Page excerpt: Begin

She said developing countries like India and Indonesia faced the fallout as capital flights weakened their currency and undermined their ability to import critical commodities like food and energy.
Keneth Rogoff, a professor of Economics, and Maurits C. Boas, Chair of International Economics at Harvard University, warned that uncertainties from an escalated Ukraine and Russia war could prolong the current high energy price regime and inflation, forcing the central banks to keep the high-interest rate longer.
“There will be a difficult adjustment to the advanced economies. They will have to get used to the fact that debt would be no longer so cheap,” Rogoff said.
He said Europe would likely fall into recession next year, and the United States was in a “productivity recession” with markets unable to absorb the effects of rising interest rates fully. According to Rogoff, the Federal Reserve will continue to raise interest rates to 4.5 percent and maybe even 5 percent in 2023.
Contagion Channels
Indonesian economist Chatib Basri said the Southeast Asian country would feel the impact of the global economic recession through the trade and financial channel next year but unlikely to experience contraction.
“If I was asked whether Indonesia will go into recession or not, my answer is no,” Chatib said.
The former finance minister said Indonesia managed to escape the global financial crisis in 2008 due to “good policy response and good luck. I think a similar situation will happen again.”
Also, Indonesia’s share of exports to its gross domestic product (GDP) is relatively small.
“I can imagine that a global shock will hurt a significantly affected country like Singapore as the share of trade to GDP is more than 200 percent, but in the case of Indonesia, exports to Our GDP is around 25 percent,” he said.
China, which is Indonesia’s leading trading partner, is also expected to fare much better next year, likely to prop up demand for Indonesia’s commodities.
Justin Yifu Lin, the founding director of the China Center for Economic Research, said China’s economy would rebound and expand by at least 8 percent next year from an estimated 3 percent this year. Lin listed several factors that support the surprise recovery.
“One of them is due to the adjustment of the Covid-19 policy. Vaccination rates are also increasing, especially for vulnerable people such as the elderly. Of course, China’s medical capacity will also be better prepared in an outbreak,” said Justin.

Page excerpt: End

-- What you need to do --
A – In the economic outlook excerpt, how much does Justin Yifu Lin expect China's economy to grow next year?
B – Name every country mentioned in the economic outlook excerpt.
C – Pick up the economic outlook excerpt after its last sentence and keep writing.
The material comes from a separate source and is not part of the economic outlook excerpt.

Data supplied: Begin

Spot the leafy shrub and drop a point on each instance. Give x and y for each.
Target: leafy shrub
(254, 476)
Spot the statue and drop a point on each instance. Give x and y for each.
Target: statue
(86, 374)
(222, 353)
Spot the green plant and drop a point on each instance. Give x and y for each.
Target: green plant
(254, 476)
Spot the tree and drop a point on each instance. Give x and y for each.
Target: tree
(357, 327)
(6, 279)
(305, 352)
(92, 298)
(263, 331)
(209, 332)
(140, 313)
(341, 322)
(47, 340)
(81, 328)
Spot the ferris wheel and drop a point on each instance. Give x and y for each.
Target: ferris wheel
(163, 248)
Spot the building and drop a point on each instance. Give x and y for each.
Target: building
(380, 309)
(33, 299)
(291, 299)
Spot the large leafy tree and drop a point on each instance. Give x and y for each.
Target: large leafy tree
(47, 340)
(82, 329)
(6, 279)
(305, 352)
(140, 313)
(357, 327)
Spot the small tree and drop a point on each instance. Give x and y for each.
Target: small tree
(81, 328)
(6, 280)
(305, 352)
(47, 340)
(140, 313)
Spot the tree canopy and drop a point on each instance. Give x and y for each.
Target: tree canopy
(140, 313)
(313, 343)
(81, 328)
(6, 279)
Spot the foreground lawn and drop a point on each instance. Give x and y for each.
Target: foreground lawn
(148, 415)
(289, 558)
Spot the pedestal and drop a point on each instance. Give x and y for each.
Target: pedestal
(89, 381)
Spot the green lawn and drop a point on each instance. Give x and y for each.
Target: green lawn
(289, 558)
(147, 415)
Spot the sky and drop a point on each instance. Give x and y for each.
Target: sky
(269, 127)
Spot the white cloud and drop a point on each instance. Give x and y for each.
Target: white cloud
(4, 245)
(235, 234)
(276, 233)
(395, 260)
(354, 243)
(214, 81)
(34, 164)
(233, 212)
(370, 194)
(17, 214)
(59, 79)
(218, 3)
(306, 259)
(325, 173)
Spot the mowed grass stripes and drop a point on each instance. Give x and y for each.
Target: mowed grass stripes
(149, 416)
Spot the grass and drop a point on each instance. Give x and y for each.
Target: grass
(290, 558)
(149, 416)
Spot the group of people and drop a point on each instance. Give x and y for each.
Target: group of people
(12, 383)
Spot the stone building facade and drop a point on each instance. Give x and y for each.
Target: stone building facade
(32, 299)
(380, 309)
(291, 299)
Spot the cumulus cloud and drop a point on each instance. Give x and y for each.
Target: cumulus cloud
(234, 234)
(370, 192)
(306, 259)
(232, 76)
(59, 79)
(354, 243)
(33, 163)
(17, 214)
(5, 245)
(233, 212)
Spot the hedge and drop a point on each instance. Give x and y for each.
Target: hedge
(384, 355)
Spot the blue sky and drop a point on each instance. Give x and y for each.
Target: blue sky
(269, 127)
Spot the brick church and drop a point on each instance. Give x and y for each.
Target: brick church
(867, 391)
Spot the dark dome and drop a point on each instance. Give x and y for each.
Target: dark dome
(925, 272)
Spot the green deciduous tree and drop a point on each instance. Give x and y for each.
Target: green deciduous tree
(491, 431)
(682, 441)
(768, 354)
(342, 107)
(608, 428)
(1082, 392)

Data supplied: End
Data supplied: Begin

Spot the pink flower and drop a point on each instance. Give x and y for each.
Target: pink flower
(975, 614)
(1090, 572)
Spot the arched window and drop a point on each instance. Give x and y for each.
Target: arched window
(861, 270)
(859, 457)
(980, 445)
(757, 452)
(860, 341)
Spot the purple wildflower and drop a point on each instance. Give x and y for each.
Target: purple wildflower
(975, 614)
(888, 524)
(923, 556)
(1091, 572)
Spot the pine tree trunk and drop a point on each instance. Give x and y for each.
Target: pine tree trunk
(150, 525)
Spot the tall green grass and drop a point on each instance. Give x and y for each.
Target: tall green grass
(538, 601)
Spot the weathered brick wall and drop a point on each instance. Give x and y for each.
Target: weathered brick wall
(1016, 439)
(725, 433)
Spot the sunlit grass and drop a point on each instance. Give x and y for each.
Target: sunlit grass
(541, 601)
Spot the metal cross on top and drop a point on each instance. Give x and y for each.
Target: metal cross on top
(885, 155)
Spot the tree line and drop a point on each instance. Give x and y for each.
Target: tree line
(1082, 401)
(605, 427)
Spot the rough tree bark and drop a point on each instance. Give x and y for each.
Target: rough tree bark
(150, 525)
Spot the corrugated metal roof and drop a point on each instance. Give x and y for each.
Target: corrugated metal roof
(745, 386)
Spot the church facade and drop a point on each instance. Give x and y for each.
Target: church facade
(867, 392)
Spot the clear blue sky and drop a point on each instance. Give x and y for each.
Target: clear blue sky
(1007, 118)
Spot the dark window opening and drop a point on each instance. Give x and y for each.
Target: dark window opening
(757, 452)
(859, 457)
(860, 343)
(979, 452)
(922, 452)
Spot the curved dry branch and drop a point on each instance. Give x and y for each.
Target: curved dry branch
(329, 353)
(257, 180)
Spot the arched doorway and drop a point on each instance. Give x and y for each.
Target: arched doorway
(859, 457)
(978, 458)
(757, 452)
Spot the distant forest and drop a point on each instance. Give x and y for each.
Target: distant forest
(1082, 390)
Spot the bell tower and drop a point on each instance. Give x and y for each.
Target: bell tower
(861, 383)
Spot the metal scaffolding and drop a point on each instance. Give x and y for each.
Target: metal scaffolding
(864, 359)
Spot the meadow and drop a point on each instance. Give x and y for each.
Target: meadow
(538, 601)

Data supplied: End
Data supplied: Begin

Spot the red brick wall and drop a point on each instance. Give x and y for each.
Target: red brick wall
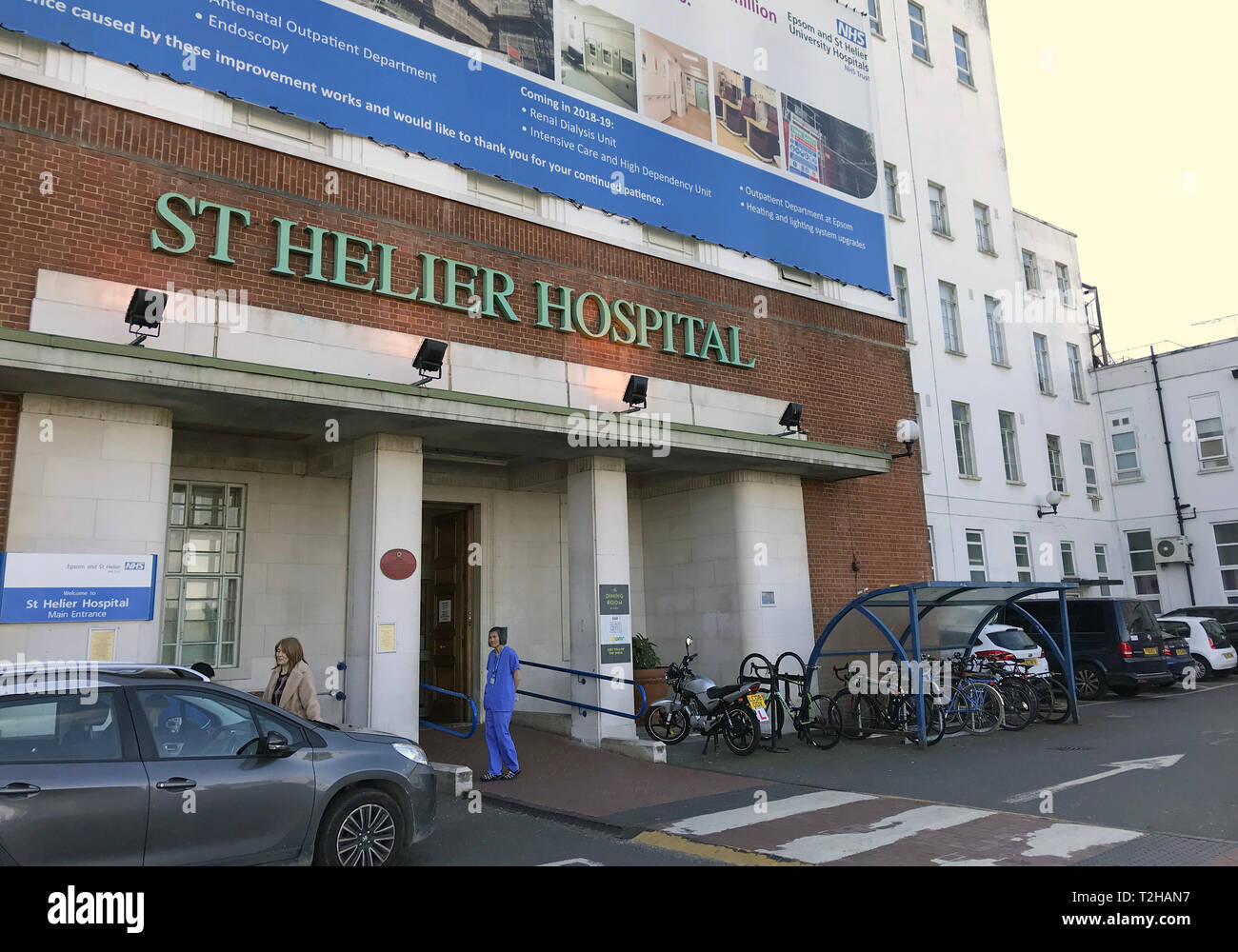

Data supplied: End

-- Answers per task --
A – At least 8 percent, up from an estimated 3 percent this year.

B – India, Indonesia, Ukraine, Russia, the United States, Singapore, China

C –
“Then, China is good at maintaining high economic growth. China is still in the catching-up stage, so there is still wide room for growth. China is also rich in reserves for investment. There is a determination from the government to maintain growth,” Justin said.
Mahendra Siregar, the chairman of the Financial Services Authority (OJK), speaks at the BNI Investor Daily Summit 2022 on Tuesday. (B1/David Gita Roza)
Strong Fundamentals
Coordinating Minister for Economic Affairs Airlangga Hartarto said leading indicators for Indonesia’s economy, including consumer confidence, purchasing manager index, vehicle sales, and electricity consumption, still, show a strengthening trend.
“Indonesia’s level of resilience is quite high and relatively strong. We also observe that capital inflows are still at inflow due to market confidence in Indonesia’s economic fundamentals,” Airlangga said in a keynote speech at the BNI Investor Daily Summit 2022.
Mahendra Siregar, the chairman of the Financial Services Authority (OJK), said Indonesia’s financial sector was in a solid position to weather the perfect storm next year.
“We can report the readiness of the financial services industry in one sentence; it has recovered from the pandemic and is ready and on alert to continue and maintain economic growth. And, it is ready to face the global economic challenges that are getting harder,” Mahendra said at the summit.
He said loan growth would reach around 10 percent this year. Working capital loans grew 12-13 percent, compared to 8-9 percent for investment loans. “I think it aligns with the context of our economic recovery,” he said.